---- Excerpt

3.1. Active Chemical Compounds
We obtained 102 compounds from the TCMSP. According to the OB and DL standards set there were as few as 7 compounds left after our screening. As the SMILEs could not be found in PubChem, 2-O-methyl-3―O-β-D-glucopyranosyl platycogenate A and dimethyl 2-O-methyl-3-O-a-D-glucopyranosyl platycogenate A were excluded from the next analysis. In the following target prediction, Robinin had no effective protein target, so it was not included in the study. Finally, 4 compounds were analyzed. The basic information of these 4 compounds was shown in Table 1.
3.2. Construction of compounds-targets network
After the targets obtained from the TCMSP, SwissTargetPrediction and STITCH were sort out, we obtained 24 targets in the TCMSP, 42 targets in the SwissTargetPrediction and 24 targets in the STITCH. In total, 123 compounds targets were obtained, after deleting duplicates. The compounds-targets network was constructed used Cytoscape. The cluster analysis of the clusterMaker of Cytoscape led to four clusters, centered on four active compounds being obtained. Luteolin and Acacetin clusters contained more targets than the other two. The result was showed in Fig. 2.
3.3. The Targets of Lung Cancer
A total of 45 lung cancer related genes were identified in TTD database. There were three groups of disease data selected from DisGeNET with the Disease ID of C0684249, C0242379 and C0007121. In these three sets of data, 1963, 1991 and 37 target genes were obtained respectively. After removing the repeats, we finally got 2129 disease targets.

--------

Work task 1
In the excerpt on lung cancer targets, how many disease targets remained after duplicates were removed?
Work task 2
In the excerpt on active compounds, why was Robinin left out of the study?
Work task 3
Turn the excerpt's paragraph beginning "We obtained 102 compounds from the TCMSP" into a short list of steps that keeps its main facts.

---- Extracted information

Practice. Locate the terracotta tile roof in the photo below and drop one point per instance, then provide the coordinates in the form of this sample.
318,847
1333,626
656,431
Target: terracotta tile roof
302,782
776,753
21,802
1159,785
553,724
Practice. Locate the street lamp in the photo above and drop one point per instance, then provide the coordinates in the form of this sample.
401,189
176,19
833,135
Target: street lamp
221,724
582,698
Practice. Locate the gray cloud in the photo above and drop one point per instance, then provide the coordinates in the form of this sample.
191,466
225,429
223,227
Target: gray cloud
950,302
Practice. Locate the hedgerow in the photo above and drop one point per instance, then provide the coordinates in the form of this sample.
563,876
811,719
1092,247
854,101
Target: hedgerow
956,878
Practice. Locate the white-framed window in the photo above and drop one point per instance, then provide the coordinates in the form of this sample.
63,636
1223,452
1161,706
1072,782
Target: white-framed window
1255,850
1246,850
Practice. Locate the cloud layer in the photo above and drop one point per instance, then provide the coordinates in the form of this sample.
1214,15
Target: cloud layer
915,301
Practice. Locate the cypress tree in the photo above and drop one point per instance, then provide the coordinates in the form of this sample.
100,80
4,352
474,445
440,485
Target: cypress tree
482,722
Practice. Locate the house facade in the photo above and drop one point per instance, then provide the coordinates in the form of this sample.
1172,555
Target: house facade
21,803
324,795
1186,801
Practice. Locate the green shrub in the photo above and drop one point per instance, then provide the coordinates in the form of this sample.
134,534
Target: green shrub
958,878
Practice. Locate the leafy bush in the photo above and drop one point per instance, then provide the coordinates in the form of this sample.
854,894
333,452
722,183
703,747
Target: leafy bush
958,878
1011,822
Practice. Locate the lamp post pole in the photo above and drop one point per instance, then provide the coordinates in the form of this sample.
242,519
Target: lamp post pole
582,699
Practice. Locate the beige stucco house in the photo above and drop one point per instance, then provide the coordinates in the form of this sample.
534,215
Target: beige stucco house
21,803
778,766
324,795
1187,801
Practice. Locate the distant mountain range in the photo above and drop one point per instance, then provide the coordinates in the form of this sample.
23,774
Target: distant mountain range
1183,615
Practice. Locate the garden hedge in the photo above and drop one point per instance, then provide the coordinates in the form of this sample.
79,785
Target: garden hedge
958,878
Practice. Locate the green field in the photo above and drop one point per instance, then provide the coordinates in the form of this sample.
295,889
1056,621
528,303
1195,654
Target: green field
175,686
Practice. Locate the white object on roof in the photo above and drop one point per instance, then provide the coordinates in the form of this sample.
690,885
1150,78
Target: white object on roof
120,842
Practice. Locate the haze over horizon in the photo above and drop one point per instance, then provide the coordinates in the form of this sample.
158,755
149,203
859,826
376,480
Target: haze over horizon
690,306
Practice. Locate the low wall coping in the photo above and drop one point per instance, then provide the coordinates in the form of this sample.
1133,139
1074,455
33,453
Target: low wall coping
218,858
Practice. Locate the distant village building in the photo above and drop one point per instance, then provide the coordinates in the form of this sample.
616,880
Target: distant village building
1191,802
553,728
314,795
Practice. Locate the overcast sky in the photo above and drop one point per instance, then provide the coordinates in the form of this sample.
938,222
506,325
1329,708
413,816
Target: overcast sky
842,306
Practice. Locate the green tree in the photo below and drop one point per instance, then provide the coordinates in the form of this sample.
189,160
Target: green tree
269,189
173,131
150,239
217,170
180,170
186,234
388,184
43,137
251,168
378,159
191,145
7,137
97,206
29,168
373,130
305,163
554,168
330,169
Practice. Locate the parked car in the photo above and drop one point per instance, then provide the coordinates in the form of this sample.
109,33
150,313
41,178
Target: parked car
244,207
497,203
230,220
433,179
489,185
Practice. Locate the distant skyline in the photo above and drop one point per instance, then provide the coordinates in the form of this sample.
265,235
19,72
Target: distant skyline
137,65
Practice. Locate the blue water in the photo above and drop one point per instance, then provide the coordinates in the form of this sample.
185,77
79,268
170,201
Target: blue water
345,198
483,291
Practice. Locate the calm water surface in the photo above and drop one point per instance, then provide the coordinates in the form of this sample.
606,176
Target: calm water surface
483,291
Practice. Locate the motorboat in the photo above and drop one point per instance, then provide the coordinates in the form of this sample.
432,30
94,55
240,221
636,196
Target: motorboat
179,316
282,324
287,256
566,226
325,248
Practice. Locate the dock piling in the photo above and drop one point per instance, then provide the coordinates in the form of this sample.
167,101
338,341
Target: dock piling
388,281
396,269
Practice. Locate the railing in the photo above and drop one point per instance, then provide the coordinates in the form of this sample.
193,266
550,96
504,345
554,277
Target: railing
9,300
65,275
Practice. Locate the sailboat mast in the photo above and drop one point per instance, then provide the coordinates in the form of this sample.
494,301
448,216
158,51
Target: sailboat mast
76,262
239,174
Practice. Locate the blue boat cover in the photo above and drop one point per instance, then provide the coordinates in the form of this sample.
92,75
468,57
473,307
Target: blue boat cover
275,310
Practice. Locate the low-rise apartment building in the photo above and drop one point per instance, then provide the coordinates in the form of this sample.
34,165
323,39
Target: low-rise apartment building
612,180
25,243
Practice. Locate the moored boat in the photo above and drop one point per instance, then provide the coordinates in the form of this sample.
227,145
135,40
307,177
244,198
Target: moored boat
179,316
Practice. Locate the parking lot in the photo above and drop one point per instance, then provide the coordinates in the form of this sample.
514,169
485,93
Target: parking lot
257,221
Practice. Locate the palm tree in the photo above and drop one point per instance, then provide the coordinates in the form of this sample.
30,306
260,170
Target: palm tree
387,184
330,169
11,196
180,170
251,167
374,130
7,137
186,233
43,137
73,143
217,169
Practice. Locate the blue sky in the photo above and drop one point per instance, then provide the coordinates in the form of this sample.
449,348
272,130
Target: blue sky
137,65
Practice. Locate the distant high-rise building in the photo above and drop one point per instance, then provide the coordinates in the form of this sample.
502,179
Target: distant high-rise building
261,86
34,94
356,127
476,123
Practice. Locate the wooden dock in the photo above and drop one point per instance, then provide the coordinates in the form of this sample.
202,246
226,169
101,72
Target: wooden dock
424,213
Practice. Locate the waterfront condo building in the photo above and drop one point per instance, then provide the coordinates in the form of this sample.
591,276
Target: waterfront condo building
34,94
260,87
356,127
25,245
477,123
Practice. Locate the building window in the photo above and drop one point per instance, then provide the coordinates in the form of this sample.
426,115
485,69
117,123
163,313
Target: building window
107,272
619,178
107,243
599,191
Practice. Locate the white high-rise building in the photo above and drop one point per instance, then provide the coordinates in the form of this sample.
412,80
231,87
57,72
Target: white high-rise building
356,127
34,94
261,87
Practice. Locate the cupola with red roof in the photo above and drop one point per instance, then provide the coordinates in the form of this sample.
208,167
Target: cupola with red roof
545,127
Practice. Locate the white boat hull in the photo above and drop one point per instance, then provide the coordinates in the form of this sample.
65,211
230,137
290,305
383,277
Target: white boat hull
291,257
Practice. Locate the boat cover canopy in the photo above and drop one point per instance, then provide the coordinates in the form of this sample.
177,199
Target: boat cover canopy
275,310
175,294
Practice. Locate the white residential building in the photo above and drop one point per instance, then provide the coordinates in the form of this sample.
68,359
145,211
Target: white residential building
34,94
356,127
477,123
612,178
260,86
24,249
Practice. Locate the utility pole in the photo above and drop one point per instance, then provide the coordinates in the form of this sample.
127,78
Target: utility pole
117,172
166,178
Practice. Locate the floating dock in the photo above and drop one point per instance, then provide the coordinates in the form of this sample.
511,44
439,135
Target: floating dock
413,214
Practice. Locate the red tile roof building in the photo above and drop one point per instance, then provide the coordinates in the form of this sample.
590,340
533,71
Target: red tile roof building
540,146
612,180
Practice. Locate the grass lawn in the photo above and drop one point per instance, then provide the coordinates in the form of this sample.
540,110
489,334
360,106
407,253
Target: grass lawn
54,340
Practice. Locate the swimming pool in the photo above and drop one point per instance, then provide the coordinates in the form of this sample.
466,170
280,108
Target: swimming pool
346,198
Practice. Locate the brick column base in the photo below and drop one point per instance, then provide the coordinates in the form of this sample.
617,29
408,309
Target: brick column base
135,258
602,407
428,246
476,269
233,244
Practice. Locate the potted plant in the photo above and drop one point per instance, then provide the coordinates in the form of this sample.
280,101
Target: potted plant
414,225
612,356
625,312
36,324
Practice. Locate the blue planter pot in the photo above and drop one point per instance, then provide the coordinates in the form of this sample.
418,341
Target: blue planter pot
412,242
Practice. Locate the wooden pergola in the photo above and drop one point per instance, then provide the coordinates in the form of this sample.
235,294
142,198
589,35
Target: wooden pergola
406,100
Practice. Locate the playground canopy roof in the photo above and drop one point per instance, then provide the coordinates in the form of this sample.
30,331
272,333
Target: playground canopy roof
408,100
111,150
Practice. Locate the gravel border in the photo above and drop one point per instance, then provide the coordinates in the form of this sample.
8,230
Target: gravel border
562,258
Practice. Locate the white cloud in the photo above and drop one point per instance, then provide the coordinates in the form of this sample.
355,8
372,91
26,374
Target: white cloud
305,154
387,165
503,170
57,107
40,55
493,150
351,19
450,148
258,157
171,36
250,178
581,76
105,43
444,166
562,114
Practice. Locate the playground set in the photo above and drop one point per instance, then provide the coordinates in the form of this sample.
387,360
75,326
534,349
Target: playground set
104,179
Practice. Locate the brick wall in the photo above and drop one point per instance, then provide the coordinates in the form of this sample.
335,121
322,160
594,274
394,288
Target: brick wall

--------

Worked solution 1
2129 disease targets remained.

Worked solution 2
Robinin was left out because the target prediction found no effective protein target for it.

Worked solution 3
- 102 compounds were obtained from the TCMSP.
- Screening by the OB and DL standards reduced them to 7.
- Two platycogenate A derivatives were excluded because their SMILEs could not be found in PubChem.
- Robinin was dropped because the target prediction gave it no effective protein target.
- The final 4 compounds were analyzed, and their basic information is in Table 1.